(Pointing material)
____________

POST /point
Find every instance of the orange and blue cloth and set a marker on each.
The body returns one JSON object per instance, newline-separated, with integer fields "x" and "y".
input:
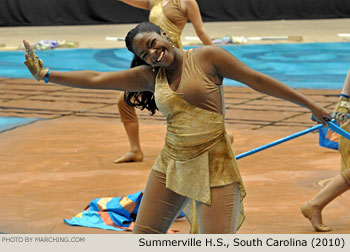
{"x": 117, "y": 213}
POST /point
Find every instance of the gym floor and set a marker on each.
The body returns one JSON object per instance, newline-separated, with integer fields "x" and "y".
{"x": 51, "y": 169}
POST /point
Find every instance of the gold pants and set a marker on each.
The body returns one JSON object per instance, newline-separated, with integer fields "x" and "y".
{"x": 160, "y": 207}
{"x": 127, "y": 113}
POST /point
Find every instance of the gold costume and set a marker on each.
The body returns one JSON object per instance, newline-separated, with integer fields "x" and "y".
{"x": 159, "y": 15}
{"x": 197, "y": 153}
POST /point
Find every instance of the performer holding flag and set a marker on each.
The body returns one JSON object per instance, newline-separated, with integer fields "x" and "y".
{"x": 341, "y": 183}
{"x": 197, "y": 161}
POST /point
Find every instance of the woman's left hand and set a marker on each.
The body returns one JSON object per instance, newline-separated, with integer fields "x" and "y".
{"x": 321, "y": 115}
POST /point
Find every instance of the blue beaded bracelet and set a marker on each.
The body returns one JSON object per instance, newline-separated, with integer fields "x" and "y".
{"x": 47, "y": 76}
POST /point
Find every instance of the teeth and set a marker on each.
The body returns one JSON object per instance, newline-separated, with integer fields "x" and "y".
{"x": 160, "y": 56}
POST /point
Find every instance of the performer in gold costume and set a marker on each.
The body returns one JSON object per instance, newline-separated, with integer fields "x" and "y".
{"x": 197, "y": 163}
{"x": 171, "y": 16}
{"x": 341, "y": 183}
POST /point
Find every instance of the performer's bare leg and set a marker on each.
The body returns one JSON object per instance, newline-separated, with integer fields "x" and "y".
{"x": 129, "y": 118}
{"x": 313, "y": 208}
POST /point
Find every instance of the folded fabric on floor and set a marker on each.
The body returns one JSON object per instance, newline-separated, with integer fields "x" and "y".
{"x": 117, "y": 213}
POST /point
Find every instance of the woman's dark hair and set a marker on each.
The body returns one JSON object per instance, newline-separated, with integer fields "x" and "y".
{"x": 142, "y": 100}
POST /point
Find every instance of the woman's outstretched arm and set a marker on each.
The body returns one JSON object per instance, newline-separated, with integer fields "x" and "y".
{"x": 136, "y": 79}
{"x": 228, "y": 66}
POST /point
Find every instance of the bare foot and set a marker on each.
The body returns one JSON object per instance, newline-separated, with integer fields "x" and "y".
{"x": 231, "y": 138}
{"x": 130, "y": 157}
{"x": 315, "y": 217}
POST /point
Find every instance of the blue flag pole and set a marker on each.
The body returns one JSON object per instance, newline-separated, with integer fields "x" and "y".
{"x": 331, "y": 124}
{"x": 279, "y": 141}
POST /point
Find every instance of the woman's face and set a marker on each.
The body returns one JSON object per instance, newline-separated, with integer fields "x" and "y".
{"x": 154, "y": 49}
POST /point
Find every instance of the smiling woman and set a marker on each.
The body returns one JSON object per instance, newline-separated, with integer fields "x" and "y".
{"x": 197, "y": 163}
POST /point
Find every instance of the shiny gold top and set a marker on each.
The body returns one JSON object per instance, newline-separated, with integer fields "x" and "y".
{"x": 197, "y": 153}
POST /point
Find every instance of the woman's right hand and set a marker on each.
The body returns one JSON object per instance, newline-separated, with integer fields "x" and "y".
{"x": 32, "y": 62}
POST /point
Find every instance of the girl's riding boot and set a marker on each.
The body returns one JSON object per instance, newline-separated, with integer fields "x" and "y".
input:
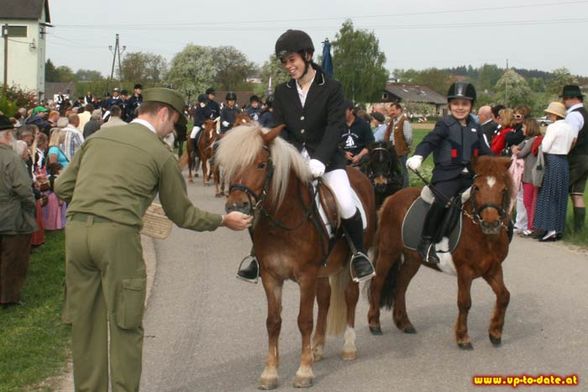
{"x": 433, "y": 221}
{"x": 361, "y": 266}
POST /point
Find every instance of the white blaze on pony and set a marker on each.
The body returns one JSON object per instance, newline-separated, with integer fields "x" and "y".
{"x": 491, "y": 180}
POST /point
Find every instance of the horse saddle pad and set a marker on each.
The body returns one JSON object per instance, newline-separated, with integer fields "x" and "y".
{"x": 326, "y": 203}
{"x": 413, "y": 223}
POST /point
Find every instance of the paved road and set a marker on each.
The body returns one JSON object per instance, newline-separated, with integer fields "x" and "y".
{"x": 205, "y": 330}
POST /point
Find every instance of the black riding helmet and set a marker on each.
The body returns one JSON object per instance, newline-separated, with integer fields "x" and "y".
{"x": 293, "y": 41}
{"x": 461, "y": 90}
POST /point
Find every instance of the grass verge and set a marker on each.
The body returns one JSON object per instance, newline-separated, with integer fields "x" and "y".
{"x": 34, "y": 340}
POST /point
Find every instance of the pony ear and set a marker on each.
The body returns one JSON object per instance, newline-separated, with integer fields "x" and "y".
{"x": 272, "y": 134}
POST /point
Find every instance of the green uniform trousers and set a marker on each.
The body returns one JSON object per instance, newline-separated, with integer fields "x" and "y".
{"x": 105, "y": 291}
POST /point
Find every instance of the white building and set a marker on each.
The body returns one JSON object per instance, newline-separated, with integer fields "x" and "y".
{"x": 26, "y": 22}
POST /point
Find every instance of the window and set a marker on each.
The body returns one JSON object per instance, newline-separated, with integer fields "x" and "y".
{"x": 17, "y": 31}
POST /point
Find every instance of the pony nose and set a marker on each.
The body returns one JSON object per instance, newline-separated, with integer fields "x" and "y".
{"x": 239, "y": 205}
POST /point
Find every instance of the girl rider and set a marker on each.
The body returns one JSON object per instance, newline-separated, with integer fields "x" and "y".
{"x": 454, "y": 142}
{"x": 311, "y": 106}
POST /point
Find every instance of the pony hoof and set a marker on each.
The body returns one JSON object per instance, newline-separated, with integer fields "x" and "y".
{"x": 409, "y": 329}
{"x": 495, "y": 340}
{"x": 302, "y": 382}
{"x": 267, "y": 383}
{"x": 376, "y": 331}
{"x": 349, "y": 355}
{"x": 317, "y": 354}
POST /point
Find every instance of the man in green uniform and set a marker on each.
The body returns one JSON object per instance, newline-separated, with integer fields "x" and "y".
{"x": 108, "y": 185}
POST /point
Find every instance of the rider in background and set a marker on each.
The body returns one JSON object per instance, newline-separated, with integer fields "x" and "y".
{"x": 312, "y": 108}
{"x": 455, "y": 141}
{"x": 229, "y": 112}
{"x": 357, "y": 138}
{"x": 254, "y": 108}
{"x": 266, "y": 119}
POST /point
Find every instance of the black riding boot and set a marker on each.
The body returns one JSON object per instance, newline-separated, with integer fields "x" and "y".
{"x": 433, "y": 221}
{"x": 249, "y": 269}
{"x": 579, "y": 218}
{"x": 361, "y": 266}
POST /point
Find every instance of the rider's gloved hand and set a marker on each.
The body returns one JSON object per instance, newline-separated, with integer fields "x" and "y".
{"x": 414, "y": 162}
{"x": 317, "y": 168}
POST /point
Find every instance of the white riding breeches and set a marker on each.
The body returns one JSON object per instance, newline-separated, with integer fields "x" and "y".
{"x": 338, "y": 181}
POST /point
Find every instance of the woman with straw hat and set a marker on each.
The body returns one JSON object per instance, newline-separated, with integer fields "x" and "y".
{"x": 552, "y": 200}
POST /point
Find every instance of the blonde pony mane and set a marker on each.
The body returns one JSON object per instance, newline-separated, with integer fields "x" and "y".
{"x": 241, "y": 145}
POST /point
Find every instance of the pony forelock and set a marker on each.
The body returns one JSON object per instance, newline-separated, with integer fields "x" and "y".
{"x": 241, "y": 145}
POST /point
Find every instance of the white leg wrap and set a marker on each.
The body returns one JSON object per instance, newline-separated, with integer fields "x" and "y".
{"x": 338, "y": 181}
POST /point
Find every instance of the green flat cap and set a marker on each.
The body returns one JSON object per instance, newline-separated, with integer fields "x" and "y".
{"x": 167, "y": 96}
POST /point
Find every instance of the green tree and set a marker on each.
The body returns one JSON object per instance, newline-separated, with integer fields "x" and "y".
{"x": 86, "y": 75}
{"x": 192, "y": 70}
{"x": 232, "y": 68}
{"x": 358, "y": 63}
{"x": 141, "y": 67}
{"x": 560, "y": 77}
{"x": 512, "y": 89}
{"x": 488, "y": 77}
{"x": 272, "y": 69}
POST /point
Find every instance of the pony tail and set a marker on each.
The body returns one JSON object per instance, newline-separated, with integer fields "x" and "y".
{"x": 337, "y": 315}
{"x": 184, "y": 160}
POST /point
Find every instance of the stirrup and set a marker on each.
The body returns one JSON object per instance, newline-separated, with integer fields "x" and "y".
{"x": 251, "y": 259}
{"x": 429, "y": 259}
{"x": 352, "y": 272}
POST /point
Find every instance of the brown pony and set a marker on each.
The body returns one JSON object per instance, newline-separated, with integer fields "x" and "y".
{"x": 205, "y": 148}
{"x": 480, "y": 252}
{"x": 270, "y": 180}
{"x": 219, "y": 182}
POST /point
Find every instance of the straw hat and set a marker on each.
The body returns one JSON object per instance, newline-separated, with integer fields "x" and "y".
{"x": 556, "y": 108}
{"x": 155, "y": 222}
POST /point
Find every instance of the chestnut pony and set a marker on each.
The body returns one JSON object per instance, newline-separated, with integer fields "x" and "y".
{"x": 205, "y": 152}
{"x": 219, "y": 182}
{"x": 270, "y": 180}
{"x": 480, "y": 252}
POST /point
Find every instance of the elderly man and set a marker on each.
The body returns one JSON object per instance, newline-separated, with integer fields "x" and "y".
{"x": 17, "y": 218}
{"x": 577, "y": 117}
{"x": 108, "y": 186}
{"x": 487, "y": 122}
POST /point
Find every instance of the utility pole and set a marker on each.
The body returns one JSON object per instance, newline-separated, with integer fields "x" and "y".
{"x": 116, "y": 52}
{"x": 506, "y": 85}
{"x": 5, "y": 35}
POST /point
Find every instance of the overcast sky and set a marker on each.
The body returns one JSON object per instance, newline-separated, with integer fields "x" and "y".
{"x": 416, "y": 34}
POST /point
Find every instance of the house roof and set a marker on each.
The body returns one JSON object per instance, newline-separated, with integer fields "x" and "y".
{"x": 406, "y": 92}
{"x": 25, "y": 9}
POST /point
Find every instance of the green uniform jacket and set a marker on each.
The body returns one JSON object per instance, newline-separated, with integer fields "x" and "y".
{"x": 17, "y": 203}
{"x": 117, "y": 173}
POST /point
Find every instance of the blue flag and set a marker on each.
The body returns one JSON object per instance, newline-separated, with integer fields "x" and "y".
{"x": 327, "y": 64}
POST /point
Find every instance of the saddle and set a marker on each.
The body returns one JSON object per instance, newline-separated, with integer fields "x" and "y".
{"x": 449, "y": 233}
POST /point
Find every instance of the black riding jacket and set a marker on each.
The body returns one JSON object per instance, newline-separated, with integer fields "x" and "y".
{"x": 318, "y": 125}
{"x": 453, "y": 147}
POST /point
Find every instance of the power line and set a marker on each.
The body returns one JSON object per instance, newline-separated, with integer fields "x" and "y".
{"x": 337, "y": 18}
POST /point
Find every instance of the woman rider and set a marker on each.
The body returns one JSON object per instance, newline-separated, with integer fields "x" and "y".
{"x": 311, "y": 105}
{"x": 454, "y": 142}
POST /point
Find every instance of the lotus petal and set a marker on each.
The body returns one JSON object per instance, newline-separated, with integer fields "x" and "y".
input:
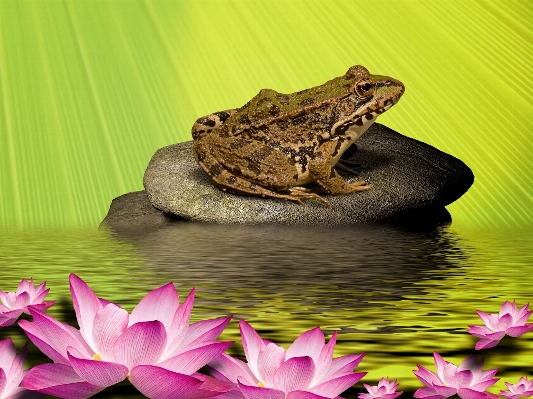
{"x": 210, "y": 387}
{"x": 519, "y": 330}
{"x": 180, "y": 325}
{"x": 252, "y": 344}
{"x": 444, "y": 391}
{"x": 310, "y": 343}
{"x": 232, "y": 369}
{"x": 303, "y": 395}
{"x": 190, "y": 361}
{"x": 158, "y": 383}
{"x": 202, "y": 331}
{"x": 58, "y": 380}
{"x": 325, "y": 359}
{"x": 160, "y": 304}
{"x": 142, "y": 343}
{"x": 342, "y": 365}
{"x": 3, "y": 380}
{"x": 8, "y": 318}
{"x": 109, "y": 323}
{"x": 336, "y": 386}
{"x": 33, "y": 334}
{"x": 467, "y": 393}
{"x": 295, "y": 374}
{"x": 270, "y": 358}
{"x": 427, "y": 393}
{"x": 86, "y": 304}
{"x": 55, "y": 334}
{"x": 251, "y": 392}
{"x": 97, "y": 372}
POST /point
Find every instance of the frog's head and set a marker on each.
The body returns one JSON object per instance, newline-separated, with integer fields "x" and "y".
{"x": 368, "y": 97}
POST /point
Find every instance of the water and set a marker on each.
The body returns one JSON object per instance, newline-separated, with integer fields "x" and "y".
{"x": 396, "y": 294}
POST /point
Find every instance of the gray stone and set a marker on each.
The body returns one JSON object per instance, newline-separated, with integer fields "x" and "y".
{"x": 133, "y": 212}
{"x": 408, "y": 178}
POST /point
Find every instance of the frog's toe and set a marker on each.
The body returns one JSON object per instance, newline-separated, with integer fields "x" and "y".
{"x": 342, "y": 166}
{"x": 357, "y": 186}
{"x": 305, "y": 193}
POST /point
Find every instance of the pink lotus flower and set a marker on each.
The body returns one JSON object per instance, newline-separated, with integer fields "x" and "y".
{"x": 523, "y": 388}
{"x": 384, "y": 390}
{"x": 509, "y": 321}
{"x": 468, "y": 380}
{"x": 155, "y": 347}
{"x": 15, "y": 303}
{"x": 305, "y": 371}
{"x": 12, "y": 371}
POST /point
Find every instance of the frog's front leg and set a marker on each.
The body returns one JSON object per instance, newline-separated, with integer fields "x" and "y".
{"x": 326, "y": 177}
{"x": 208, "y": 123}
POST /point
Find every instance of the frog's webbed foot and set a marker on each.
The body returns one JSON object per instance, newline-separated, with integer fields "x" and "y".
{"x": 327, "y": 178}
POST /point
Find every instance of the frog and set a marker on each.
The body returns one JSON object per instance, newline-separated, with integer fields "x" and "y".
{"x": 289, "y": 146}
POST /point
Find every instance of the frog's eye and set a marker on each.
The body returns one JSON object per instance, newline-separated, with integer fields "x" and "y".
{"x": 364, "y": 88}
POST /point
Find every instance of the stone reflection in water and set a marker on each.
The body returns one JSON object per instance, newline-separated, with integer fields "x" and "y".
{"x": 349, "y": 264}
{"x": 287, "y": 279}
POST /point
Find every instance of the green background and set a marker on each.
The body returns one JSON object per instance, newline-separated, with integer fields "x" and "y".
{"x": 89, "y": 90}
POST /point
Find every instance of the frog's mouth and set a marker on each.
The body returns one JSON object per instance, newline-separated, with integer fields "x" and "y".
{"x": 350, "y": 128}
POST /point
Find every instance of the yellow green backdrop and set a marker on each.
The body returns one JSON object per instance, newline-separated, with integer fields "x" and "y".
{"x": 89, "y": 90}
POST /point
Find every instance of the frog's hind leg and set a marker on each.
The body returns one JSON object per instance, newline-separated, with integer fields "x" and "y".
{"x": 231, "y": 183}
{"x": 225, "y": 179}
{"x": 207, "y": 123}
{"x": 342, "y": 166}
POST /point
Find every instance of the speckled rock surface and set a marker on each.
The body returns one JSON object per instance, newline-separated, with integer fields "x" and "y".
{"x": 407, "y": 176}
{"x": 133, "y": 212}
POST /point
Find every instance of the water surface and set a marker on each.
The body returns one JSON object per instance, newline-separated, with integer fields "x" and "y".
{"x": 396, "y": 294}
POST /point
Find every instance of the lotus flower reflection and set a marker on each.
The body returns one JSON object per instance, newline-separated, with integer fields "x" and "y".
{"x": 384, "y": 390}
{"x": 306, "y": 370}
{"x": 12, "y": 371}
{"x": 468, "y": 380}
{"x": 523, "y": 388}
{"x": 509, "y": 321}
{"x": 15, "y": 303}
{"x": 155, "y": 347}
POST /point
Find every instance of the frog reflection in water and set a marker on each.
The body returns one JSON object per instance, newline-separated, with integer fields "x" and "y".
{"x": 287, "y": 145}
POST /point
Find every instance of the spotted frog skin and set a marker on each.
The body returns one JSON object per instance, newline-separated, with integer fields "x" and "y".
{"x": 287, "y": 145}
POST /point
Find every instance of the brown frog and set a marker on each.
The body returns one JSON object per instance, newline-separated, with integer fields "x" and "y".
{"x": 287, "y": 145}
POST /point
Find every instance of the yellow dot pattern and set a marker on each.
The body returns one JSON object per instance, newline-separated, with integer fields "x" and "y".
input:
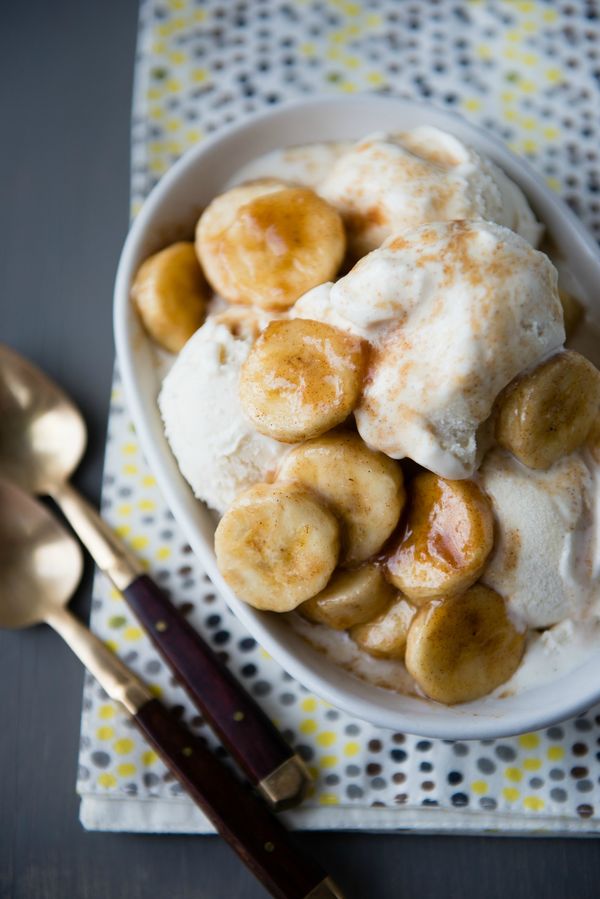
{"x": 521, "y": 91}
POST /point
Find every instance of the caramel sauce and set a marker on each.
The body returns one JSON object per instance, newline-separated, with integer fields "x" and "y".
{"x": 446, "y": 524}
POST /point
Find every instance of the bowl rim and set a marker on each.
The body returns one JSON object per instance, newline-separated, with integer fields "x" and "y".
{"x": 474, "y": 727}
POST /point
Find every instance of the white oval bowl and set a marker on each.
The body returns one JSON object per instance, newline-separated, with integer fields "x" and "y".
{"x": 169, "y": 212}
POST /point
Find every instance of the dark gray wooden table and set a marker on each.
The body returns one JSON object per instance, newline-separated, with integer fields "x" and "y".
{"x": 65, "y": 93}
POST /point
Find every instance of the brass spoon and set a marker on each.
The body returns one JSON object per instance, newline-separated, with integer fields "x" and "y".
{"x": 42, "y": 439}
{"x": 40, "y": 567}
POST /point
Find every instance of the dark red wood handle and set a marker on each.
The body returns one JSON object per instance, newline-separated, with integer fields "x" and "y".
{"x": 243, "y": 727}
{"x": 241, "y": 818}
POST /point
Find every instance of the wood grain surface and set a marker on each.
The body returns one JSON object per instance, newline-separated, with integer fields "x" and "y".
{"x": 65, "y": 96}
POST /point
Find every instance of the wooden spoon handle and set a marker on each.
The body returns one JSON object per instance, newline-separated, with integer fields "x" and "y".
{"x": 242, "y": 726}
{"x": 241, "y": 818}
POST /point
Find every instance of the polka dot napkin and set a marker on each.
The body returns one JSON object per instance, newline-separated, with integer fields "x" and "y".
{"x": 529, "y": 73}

____________

_TO DO_: Count the lines in the material that contain the string "rider", matching case exactly, and give only the number.

_SOLVED PROBLEM_: 4